----- Given entries -----

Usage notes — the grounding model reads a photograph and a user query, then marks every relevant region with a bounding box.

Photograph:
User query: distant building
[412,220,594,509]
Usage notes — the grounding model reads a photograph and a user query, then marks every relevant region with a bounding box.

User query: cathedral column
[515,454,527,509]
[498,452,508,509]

-----
----- Given entries -----

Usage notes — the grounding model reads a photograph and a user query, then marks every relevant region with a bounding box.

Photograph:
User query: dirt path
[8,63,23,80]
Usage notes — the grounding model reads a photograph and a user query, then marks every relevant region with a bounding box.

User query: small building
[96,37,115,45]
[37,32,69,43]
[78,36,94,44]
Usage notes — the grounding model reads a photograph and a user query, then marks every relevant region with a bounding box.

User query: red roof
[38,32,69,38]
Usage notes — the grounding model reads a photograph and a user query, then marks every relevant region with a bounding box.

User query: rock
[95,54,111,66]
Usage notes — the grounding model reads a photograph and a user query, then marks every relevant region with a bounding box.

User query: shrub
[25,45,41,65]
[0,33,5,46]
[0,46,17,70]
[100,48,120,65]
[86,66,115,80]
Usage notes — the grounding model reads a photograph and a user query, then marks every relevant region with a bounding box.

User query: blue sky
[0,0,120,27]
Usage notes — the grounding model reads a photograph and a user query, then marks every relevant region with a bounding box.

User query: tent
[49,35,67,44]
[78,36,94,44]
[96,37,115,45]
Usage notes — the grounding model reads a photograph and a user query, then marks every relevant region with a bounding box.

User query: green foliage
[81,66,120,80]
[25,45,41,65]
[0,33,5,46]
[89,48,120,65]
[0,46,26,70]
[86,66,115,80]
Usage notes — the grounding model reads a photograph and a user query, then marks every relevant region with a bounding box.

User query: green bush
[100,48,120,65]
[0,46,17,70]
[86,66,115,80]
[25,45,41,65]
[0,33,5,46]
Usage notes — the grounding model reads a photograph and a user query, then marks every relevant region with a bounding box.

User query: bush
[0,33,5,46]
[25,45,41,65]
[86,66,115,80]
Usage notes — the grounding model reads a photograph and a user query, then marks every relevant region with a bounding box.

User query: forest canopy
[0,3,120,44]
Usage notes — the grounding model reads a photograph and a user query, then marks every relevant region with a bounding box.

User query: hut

-----

▶ **What is needed**: Count the lines in the records above that contain the string "building", with case counting, and reply with only that number.

▶ **Reply to the task**: 2